● Énoncé du problème:
Recopiez le passage du texte sur les chrétien.nes LGBT+ qui commence par « Des témoignages que » et se termine par « est épuisante psychologiquement. », en substituant « récits » à « témoignages ».

Devenue athée par lucidité et par nécessité, je considère toute religion avec une méfiance structurelle, héritée de ces années où la foi se mêlait à la crainte du péché et à la honte du corps. Pourtant, par principe éthique autant que par respect pour la diversité des parcours, je refuse de fermer la porte à celles et ceux qui, à l’inverse, trouvent dans le spirituel un refuge ou une force. Mon rejet des dogmes ne signifie pas un rejet des croyant·es, et c’est cette distinction qui guide ma démarche : critiquer l’institution sans mépriser les individus qui la composent.
Être à la fois chrétien.ne et LGBT+ relève d’un paradoxe douloureux, une identité déchirée entre la foi et l’amour, entre la doctrine et le désir. Les personnes, quel que soit leur genre, tentent de concilier ces deux dimensions, souvent perçues comme incompatibles par les institutions religieuses. La gestion de cette dualité passe par des stratégies complexes, oscillant entre fidélité à l’Église, révolte silencieuse, et quête de nouvelles spiritualités inclusives. L’Église catholique, en France comme ailleurs, maintient une position ferme contre l’homosexualité, la qualifiant de « désordre intrinsèque » dans son Catéchisme (1992). Les Églises protestantes, bien que moins unifiées, restent majoritairement hostiles aux unions homosexuelles. Pourtant, nombreux sont celleux qui, élevé.es dans la foi, découvrent en grandissant une attirance pour le même sexe ou une identité de genre différente du sexe assigné à la naissance. Cette révélation provoque souvent un choc, une crise identitaire où la honte et la culpabilité rongent l’individu. Cette dissonance cognitive – concept emprunté à Festinger – est particulièrement aiguë chez les croyant.es LGBT+. Iels doivent naviguer entre l’amour de Dieu, qu’iels ne remettent pas en question, et le rejet de leur sexualité par l’institution qui incarne ce Dieu. Comment dès lors vivre cette dualité sans se renier ?
Des témoignages que nous avons lus, il apparaît que plusieurs voies sont empruntées par les chrétien.nes LGBT+ pour apaiser cette tension :
• Certain.es choisissent de séparer strictement leur vie religieuse et leur vie amoureuse. Dans l’Église, ils sont des fidèles modèles ; dans l’intimité, iels assument leur orientation sexuelle et/ou leur identité de genre. Cette stratégie, bien que fréquente, est épuisante psychologiquement.

● Données enregistrées:

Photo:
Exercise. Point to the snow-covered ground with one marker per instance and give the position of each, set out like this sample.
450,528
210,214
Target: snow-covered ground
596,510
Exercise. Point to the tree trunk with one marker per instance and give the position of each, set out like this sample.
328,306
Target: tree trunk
==
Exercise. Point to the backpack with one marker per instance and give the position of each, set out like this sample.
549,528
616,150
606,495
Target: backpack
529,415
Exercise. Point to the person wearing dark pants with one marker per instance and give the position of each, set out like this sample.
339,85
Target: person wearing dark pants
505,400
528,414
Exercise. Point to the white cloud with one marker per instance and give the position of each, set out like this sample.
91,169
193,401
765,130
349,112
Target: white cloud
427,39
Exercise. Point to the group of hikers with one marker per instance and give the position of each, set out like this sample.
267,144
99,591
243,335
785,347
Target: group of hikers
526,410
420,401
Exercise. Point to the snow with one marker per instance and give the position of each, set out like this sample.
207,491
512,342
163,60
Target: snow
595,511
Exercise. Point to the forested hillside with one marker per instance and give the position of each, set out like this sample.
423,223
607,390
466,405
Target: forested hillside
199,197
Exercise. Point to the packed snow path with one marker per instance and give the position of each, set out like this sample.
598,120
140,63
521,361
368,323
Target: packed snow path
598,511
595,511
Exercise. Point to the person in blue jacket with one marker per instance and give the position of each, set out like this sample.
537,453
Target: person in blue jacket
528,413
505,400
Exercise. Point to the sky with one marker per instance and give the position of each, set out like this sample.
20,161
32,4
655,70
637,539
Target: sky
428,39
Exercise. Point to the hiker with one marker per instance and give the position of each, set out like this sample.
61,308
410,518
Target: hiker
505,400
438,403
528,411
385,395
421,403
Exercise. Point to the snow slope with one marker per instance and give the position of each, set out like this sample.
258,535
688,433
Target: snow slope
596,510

● Réponse complète:
Des récits que nous avons lus, il apparaît que plusieurs voies sont empruntées par les chrétien.nes LGBT+ pour apaiser cette tension :
• Certain.es choisissent de séparer strictement leur vie religieuse et leur vie amoureuse. Dans l’Église, ils sont des fidèles modèles ; dans l’intimité, iels assument leur orientation sexuelle et/ou leur identité de genre. Cette stratégie, bien que fréquente, est épuisante psychologiquement.